Return, unchanged, the lines of the listing below, starting at the line containing "Annotation guideline. For every instance of the black" and ending at the line containing "[(184, 85)]", both included.

** BEGIN **

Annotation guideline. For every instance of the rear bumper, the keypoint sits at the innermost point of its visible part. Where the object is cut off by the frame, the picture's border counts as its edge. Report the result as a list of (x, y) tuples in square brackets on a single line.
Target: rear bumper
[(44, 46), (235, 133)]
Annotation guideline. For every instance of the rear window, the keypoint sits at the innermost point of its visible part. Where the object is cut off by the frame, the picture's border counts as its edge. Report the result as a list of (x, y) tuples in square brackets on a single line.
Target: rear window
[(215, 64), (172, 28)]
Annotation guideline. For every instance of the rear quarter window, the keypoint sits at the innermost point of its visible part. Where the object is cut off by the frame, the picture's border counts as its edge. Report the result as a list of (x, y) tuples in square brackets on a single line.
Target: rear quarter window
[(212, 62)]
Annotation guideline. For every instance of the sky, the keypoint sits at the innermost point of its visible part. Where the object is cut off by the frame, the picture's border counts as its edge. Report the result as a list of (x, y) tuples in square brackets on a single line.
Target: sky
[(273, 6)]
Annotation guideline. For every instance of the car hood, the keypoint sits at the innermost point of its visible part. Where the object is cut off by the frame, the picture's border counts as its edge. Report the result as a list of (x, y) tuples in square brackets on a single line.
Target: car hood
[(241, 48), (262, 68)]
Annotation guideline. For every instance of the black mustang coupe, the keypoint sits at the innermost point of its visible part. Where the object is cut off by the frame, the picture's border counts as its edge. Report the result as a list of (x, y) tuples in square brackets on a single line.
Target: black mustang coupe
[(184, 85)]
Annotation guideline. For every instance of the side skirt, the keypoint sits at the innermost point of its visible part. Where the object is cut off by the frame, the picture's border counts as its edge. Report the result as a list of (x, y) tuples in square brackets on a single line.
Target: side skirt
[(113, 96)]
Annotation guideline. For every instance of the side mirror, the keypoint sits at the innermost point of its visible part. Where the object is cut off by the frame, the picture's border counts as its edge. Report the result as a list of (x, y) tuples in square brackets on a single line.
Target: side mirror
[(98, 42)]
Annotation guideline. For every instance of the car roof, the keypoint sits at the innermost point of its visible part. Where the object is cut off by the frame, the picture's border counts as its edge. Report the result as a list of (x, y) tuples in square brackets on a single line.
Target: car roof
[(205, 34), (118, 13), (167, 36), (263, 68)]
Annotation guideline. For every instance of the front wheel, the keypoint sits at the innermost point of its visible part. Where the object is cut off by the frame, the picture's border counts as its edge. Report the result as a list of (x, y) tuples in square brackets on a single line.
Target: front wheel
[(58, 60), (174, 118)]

** END **

Response below =>
Annotation guideline. For every instance of the black mustang coupe, the keypoint sits at the innermost point of its visible part. Where the object is cut off by the frame, the picture's border counts as its edge. Report the result as a list of (x, y) tuples in square brackets on a single line.
Target: black mustang coupe
[(184, 85)]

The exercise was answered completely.